- Set problem 1 -
Which lines in the records below contain the word "sleeve", matching its case exactly? Copy each of those lines.

----- Text -----

Chicago’s largest youth slam poetry festival hits the big screen
By Amanda Aldinger, School News Editor
“The point is not the points, the point is the poetry.” At other youth-based competitions the meaningless clichés don’t change the fact that it’s really all about winning. But at Chicago’s Louder Than A Bomb slam poetry festival, community is genuine and poetry is performed to win. It seems that maybe, just maybe, the point actually is the poetry.
Louder Than A Bomb (LTAB) is the largest youth poetry slam competition in the country. Conceptualized in 2001 by a group of Chicago school teachers and writers, the goal was to repair a growing dissonance in Chicago’s youth community. Kevin Coval — LTAB co-founder, local poet, and SAIC professor — and his fellow educators were struck by the disconnect between youth from different areas of the city, a situation worsened by Chicago’s radical segregation. He notes that around this time, “the city council was trying to pass the anti-gang loitering law that was also criminalizing young people of color in this city.”
Realizing that they were the missing link between their students, the educators began meeting once a month, sharing curricula and a desire to unite Chicago’s youth. “In that culture of fear we wanted to create a culture of hope,” Coval explained to F Newsmagazine. “So LTAB was a good, proactive solution to bringing young people together who had a lot to say and who were traditionally criminalized.”

----- Exercise data -----

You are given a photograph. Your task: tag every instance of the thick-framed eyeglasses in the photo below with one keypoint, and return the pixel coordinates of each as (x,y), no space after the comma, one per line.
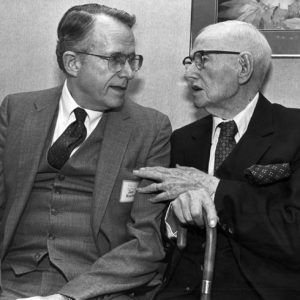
(117,61)
(199,57)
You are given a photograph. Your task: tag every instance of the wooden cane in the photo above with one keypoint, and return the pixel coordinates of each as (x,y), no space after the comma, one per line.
(209,256)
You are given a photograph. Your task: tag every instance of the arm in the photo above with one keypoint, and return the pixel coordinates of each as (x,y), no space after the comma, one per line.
(136,262)
(3,132)
(266,219)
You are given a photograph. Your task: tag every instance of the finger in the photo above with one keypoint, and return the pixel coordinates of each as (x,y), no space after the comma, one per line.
(184,168)
(184,201)
(149,174)
(162,197)
(151,188)
(196,208)
(210,210)
(176,207)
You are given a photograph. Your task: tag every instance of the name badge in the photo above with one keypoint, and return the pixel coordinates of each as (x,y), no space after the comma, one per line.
(128,190)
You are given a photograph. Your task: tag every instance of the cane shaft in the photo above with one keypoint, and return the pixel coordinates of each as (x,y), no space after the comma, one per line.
(209,260)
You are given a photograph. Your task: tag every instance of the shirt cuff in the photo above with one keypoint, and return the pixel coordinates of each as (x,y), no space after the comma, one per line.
(171,223)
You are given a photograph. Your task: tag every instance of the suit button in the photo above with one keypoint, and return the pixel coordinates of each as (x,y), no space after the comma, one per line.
(61,177)
(51,236)
(57,190)
(37,256)
(224,227)
(54,212)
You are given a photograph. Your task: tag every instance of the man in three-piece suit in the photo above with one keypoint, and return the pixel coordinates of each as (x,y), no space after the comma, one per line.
(241,164)
(71,224)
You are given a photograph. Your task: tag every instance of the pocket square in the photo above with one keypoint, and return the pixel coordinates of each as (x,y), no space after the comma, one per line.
(266,174)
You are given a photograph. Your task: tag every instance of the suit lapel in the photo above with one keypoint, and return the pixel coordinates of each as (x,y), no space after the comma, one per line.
(252,146)
(198,148)
(34,134)
(116,137)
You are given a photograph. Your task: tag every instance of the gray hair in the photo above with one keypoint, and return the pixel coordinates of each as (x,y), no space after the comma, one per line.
(245,37)
(78,22)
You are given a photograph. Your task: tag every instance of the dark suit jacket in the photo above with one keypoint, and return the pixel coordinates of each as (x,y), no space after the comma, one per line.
(258,250)
(127,234)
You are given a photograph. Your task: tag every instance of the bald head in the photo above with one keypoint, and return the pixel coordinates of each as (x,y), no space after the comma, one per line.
(240,36)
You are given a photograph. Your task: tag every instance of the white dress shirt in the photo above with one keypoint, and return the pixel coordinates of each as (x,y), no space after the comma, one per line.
(242,120)
(66,115)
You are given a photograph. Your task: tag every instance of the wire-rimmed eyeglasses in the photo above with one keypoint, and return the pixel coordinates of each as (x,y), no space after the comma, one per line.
(117,61)
(199,57)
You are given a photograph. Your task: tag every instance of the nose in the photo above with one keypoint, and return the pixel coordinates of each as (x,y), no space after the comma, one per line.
(192,72)
(126,71)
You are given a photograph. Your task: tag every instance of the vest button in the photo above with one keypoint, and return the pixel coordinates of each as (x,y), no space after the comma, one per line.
(51,236)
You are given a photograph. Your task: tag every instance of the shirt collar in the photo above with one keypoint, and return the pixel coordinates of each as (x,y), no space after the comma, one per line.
(68,104)
(242,119)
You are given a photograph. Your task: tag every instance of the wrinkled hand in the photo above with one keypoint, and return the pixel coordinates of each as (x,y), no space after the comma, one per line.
(188,208)
(51,297)
(174,181)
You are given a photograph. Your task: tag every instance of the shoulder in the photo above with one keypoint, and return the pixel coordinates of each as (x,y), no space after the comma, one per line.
(193,128)
(286,115)
(22,99)
(145,116)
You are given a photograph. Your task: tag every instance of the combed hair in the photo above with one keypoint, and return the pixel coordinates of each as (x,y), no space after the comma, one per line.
(247,37)
(78,21)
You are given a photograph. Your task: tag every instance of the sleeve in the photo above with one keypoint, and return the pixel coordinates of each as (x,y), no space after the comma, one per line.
(3,133)
(136,265)
(268,216)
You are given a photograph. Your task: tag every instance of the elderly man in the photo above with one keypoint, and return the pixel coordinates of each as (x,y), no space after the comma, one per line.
(71,224)
(242,165)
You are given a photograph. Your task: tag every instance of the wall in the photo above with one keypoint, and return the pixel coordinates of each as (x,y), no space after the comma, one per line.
(28,62)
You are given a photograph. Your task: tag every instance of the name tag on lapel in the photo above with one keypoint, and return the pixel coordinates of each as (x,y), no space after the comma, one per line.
(128,190)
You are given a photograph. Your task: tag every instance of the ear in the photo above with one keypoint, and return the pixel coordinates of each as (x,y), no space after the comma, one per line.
(246,67)
(72,63)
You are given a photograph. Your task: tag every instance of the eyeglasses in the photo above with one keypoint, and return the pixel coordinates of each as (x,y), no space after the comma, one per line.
(117,61)
(199,57)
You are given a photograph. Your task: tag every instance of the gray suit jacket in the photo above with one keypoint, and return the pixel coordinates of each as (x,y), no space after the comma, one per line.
(127,234)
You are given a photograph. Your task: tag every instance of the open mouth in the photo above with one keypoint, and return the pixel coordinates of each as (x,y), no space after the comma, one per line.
(196,88)
(119,88)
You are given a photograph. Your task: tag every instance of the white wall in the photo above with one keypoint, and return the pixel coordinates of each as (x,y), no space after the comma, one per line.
(28,62)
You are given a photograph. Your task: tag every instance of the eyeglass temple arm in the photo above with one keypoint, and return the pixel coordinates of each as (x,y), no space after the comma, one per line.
(209,257)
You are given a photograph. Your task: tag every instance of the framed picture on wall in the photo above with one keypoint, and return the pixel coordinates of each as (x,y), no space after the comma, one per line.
(279,22)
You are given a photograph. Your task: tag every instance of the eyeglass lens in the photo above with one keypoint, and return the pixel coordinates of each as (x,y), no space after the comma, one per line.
(117,62)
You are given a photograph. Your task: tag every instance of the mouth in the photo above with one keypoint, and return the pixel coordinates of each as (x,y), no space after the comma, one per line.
(196,88)
(119,88)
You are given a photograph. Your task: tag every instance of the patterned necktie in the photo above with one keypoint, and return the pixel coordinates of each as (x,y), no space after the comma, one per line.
(71,138)
(226,142)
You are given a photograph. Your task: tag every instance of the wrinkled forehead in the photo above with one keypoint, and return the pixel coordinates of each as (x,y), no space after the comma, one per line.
(109,32)
(214,39)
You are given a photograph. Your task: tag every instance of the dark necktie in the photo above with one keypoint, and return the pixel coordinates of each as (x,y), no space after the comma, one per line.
(226,142)
(71,138)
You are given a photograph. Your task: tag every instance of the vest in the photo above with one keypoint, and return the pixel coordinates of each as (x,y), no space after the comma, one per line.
(57,218)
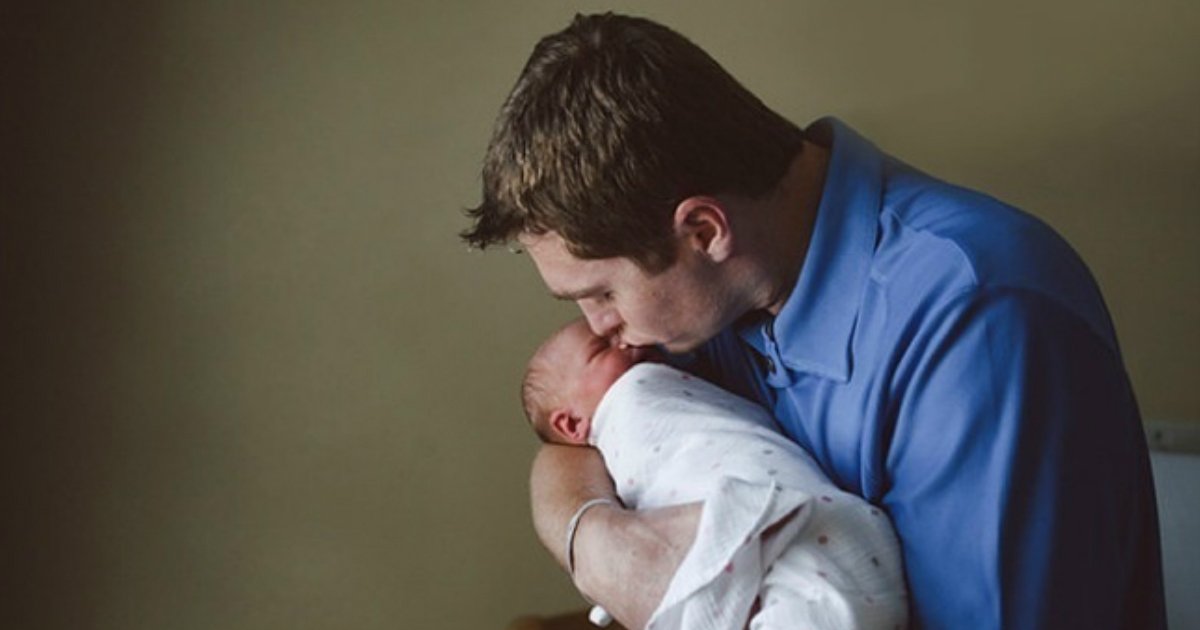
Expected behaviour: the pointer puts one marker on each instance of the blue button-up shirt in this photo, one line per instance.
(951, 359)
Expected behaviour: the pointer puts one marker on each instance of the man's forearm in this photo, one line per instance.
(623, 559)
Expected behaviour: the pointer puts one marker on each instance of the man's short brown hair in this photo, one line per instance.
(612, 123)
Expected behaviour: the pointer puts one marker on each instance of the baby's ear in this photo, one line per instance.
(569, 427)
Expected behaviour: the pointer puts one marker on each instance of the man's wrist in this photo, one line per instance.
(573, 527)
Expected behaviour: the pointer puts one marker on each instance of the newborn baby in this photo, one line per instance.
(778, 544)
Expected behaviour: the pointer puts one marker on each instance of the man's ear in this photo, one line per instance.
(702, 223)
(570, 427)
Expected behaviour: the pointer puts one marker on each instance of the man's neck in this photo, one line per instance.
(789, 214)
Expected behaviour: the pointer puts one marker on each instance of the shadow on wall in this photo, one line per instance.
(75, 81)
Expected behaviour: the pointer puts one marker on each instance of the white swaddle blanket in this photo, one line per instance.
(669, 438)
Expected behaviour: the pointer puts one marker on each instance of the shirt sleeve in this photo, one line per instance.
(1019, 479)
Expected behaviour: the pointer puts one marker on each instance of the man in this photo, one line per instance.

-----

- Set problem 2 -
Rewrite the article on Chicago's youth poetry festival, everything from "Chicago’s largest youth" down to "actually is the poetry.", putting "spoken word festival" wherever "slam poetry festival" appears.

- Written response 1 -
You are given a photograph. Your task: tag every instance of the sleeve in the photo above with one keypoint, and return the pixel coordinates of each as (x,y), no space after the comma, one per line.
Expected behaviour: the pointer puts one marker on each instance of the shirt sleeve in this photo, one line per instance.

- Written response 2 -
Chicago’s largest youth spoken word festival hits the big screen
By Amanda Aldinger, School News Editor
“The point is not the points, the point is the poetry.” At other youth-based competitions the meaningless clichés don’t change the fact that it’s really all about winning. But at Chicago’s Louder Than A Bomb spoken word festival, community is genuine and poetry is performed to win. It seems that maybe, just maybe, the point actually is the poetry.